- Task instructions: Each record must be repeated exactly. None may be dropped.

- Source data:

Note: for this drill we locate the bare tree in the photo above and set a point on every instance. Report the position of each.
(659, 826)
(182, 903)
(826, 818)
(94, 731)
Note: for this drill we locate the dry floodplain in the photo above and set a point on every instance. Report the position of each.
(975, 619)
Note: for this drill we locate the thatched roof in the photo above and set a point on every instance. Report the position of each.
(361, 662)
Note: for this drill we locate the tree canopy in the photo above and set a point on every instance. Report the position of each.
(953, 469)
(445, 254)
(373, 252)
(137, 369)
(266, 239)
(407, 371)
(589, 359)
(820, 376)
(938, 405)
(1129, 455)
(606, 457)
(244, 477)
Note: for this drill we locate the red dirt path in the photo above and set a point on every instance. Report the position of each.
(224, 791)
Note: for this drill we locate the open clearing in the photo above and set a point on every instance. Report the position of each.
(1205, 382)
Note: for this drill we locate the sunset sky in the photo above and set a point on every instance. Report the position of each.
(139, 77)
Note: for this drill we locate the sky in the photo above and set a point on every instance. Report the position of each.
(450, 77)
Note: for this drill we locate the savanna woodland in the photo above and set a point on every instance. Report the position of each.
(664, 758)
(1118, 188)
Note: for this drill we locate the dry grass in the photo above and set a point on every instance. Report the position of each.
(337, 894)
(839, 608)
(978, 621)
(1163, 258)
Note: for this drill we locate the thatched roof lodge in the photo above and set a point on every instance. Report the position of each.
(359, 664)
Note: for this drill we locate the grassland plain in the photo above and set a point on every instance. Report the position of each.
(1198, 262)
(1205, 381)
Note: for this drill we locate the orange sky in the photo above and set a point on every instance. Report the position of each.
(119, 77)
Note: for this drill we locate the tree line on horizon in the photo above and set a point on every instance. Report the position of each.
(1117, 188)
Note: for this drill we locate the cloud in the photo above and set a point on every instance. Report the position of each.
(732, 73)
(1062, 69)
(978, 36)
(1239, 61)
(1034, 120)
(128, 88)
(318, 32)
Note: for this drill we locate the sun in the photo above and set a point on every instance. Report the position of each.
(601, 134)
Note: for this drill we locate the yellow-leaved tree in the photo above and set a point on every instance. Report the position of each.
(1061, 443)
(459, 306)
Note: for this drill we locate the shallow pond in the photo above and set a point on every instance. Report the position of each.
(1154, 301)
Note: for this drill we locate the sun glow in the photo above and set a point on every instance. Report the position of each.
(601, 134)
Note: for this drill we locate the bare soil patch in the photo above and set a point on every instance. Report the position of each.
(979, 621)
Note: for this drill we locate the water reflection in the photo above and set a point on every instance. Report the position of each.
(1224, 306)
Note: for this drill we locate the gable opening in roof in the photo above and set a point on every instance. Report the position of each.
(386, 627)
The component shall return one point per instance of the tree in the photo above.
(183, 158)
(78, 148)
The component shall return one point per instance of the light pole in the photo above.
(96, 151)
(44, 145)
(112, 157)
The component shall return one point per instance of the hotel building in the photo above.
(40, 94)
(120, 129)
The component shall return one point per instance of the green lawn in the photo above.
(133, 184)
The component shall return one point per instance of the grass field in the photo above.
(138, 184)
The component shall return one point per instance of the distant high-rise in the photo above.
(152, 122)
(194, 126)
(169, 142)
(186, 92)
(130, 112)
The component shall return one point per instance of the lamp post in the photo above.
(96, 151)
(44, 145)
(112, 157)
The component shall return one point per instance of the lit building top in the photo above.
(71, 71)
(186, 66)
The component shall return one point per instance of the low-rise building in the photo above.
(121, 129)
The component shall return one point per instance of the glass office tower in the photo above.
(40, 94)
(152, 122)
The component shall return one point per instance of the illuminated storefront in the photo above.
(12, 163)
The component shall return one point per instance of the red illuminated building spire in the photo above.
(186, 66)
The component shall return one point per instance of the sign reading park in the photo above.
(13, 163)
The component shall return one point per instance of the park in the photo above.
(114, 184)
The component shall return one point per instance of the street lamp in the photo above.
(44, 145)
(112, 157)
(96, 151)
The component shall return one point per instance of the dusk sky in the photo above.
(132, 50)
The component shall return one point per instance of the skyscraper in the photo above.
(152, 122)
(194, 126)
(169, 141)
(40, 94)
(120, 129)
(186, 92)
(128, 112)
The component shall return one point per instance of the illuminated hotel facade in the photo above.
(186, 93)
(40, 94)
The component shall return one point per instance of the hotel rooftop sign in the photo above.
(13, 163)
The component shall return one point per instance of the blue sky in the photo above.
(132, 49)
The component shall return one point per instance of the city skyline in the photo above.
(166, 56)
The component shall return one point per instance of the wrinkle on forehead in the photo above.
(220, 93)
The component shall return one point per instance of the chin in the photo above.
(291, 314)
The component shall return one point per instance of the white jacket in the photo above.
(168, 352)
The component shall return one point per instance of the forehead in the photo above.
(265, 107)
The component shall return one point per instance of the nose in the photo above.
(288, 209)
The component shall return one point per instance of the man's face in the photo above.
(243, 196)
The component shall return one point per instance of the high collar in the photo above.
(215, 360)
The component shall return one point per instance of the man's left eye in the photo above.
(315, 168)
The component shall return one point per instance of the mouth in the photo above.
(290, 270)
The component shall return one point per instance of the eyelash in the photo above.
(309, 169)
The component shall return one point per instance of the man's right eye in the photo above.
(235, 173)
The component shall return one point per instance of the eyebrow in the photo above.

- Completed exercise:
Note: for this drill we locate the bare tree in the photo above and set a point on every instance. Report the position of each.
(659, 826)
(182, 903)
(826, 818)
(94, 731)
Note: for this drill we locate the dry floodplain in the photo above and set a point on every instance. Report the position of each.
(975, 619)
Note: for this drill we locate the thatched roof in the photo above and set a point on every instance. Report the position of each.
(361, 662)
Note: for this drill we locate the tree canopy in the photo above and set a point on every instance. Report the position of each.
(953, 469)
(445, 254)
(373, 252)
(137, 369)
(266, 239)
(407, 371)
(589, 359)
(820, 376)
(938, 405)
(1129, 455)
(606, 457)
(244, 477)
Note: for this drill we locate the red dirt path in the photo above and set a point on every instance. Report the position of each.
(224, 791)
Note: for this drill we locate the open clearing in the photo above and set a point on every instance. Report the position of each.
(1205, 382)
Note: for this drill we locate the sunset sky in the photo above and set a point on every instance. Report the position of each.
(139, 77)
Note: for this drill we locate the sky in the photo above and set a point on every instance. Report the position of each.
(450, 77)
Note: for this drill we locate the savanna woodland in the photo above and set a point on every instance. Report the position of each.
(664, 758)
(1118, 188)
Note: for this drill we locate the dry grass in the photo above and set a point on every instance. Report the position of each.
(337, 894)
(839, 608)
(978, 621)
(1163, 258)
Note: for this drill we locate the thatched roof lodge in the photo above and set a point on every instance. Report the position of each.
(359, 664)
Note: for this drill we locate the grassland plain in the photo above and set a point on every instance. Report the position of each.
(1198, 262)
(1205, 381)
Note: for this drill we locate the orange sky in the photo above and set a point on every instance. Report the position of each.
(119, 77)
Note: for this drill we locate the tree line on horizon in the photo above and set a point on every instance. Report the position of each.
(1117, 188)
Note: for this drill we locate the cloud in the photo above and set a point on every instance. Report the position of each.
(732, 73)
(1062, 69)
(978, 36)
(1239, 61)
(1034, 120)
(128, 88)
(318, 32)
Note: for this drill we locate the sun in the photo above and set a point on every instance. Report the position of each.
(601, 134)
Note: for this drill we locate the yellow-leaved tree in the photo above and set a point on every instance. Report the position of each.
(1061, 443)
(459, 306)
Note: for this drill we locate the shallow pond in the photo above and set a point on every instance. Report the position of each.
(1154, 301)
Note: for this drill we locate the sun glow in the photo above and set a point on every instance. Report the position of each.
(601, 134)
Note: for this drill we locate the bare soil patch in the photo above and set a point on every instance. Report the position of each.
(979, 621)
Note: for this drill we locate the water reflection in the photo above and set a point on every instance. Report the position of each.
(1224, 306)
Note: for this drill we locate the gable opening in roof in the photo above and set a point on every instance. Report the position of each.
(386, 627)
The component shall return one point per instance of the tree in the photo above.
(183, 158)
(78, 148)
The component shall return one point per instance of the light pole in the photo above.
(96, 151)
(44, 145)
(112, 157)
The component shall return one point per instance of the hotel building in the photo above.
(40, 94)
(120, 129)
The component shall return one point per instance of the green lawn in the photo above.
(133, 184)
The component shall return one point per instance of the grass field in the photo above.
(138, 184)
The component shall return one point per instance of the distant high-rise in the photo above.
(152, 122)
(194, 126)
(169, 142)
(186, 92)
(130, 112)
The component shall return one point per instance of the lamp post in the photo above.
(96, 151)
(44, 145)
(112, 157)
The component shall return one point per instance of the lit building top in the photo above.
(71, 71)
(186, 66)
The component shall return one point per instance of the low-rise building in the photo above.
(121, 129)
The component shall return one point per instance of the glass office tower in the photo above.
(40, 94)
(152, 122)
The component shall return one point per instance of the illuminated storefront in the photo above.
(12, 163)
The component shall return one point per instance of the red illuminated building spire in the photo above.
(186, 66)
The component shall return one point per instance of the sign reading park in the photo above.
(13, 163)
The component shall return one point per instance of the park in the photo above.
(114, 184)
The component shall return one point per instance of the street lamp in the photo above.
(44, 145)
(112, 157)
(96, 151)
The component shall return one point per instance of the dusk sky in the photo above.
(132, 50)
The component shall return one point per instance of the skyscraper in the photo above.
(152, 122)
(194, 126)
(169, 141)
(40, 94)
(120, 129)
(186, 92)
(128, 112)
The component shall return one point per instance of the illuminated hotel facade in the photo above.
(186, 93)
(40, 94)
The component shall return one point per instance of the hotel rooftop sign in the photo above.
(13, 163)
The component shall return one point per instance of the blue sky in the photo above.
(132, 49)
The component shall return one point per instance of the city skyline in the photo above.
(166, 56)
The component shall return one point per instance of the wrinkle on forehead in the photo above.
(220, 93)
The component shall return one point per instance of the chin in the photo above.
(291, 314)
The component shall return one point per instance of the white jacket in the photo above.
(168, 352)
The component shall return one point per instance of the forehead in the photo above.
(265, 107)
The component shall return one point per instance of the nose in the photo above.
(288, 209)
The component shall return one point per instance of the man's face in the photo above.
(243, 196)
The component shall return one point per instance of the high collar in the photo above.
(215, 360)
The component shall return one point per instance of the man's left eye in the photo above.
(315, 168)
The component shall return one point per instance of the mouth in the photo above.
(290, 270)
The component shall return one point per instance of the eyelash in the photo above.
(309, 169)
The component shall return one point per instance of the man's right eye in the photo above.
(235, 173)
The component shall return one point per instance of the eyebrow in the photo above.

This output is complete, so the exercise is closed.